:: The task ::
Make an exact copy of all the records that follow, apart from the pictures.

......

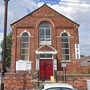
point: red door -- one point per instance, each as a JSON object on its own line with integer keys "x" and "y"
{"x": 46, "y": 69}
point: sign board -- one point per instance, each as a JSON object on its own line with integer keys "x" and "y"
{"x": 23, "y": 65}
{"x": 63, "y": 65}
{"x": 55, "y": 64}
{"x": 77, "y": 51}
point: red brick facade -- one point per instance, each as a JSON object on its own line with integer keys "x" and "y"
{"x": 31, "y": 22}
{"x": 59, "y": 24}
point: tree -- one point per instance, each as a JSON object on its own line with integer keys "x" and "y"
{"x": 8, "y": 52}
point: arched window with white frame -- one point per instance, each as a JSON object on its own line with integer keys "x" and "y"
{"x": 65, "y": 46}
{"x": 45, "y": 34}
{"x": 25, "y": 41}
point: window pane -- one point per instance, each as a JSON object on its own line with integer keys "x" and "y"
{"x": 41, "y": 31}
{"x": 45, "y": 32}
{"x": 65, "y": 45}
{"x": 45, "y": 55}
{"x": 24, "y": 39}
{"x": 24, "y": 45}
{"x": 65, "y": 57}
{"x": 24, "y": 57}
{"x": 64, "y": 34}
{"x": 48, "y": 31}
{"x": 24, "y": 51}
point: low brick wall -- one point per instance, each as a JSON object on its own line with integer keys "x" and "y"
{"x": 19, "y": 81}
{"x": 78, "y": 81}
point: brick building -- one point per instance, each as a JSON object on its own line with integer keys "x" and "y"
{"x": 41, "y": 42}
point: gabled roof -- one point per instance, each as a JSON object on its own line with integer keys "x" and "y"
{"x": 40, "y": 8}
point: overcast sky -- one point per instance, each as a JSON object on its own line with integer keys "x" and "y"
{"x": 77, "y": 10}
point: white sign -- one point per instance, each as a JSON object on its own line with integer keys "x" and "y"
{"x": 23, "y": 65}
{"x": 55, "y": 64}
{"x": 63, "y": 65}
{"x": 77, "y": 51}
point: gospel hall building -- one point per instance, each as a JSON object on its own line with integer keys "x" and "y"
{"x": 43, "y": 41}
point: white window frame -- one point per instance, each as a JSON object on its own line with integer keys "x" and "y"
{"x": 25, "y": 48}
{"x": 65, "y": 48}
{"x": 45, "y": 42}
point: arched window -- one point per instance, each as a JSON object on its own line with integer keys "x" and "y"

......

:: Response below ::
point: red door -- one point per instance, each as a JSON object on its own line with integer keys "x" and "y"
{"x": 46, "y": 69}
point: sign board -- one point per instance, each as a JSON object on its own line with integer keys "x" and "y"
{"x": 23, "y": 65}
{"x": 63, "y": 65}
{"x": 55, "y": 64}
{"x": 77, "y": 51}
point: red brick facade -- one point per instance, each as a JSON object on its own line with integer keys "x" and "y"
{"x": 31, "y": 22}
{"x": 59, "y": 24}
point: tree -- one point per instance, each as a JSON object on its own line with integer keys "x" and "y"
{"x": 8, "y": 52}
point: arched window with white frame -- one point per instance, each as a JSON object on its own line with integer keys "x" and "y"
{"x": 65, "y": 46}
{"x": 45, "y": 34}
{"x": 25, "y": 41}
point: window pane -- one point per instance, each as a JSON object on its own line with integer keys "x" and "y"
{"x": 41, "y": 31}
{"x": 45, "y": 32}
{"x": 65, "y": 45}
{"x": 45, "y": 55}
{"x": 24, "y": 39}
{"x": 24, "y": 45}
{"x": 65, "y": 57}
{"x": 24, "y": 57}
{"x": 64, "y": 34}
{"x": 48, "y": 31}
{"x": 24, "y": 51}
point: low brick wall -- one point per instance, each as a JSON object on its own line with integer keys "x" and "y"
{"x": 19, "y": 81}
{"x": 78, "y": 81}
point: brick building -- one point per instance, each as a JSON object on its own line with integer keys "x" and "y"
{"x": 41, "y": 42}
point: gabled roof -- one point per instance, each as a JSON object on its own line with integer keys "x" and "y"
{"x": 40, "y": 8}
point: overcast sky -- one point per instance, each as a JSON object on its own line with integer keys "x" and "y"
{"x": 77, "y": 10}
point: white sign -- one point per instance, each as a JSON object on its own line with integer keys "x" and "y"
{"x": 23, "y": 65}
{"x": 55, "y": 64}
{"x": 63, "y": 65}
{"x": 77, "y": 51}
point: gospel hall building -- one point per instance, each as a JSON object on its own line with integer keys "x" and "y"
{"x": 43, "y": 41}
point: white window frame -- one point per instance, each as a JSON object on its own line with integer keys "x" and "y"
{"x": 25, "y": 48}
{"x": 65, "y": 48}
{"x": 45, "y": 42}
point: arched window -- one point per instance, each as a JSON object on its own line with integer keys "x" and "y"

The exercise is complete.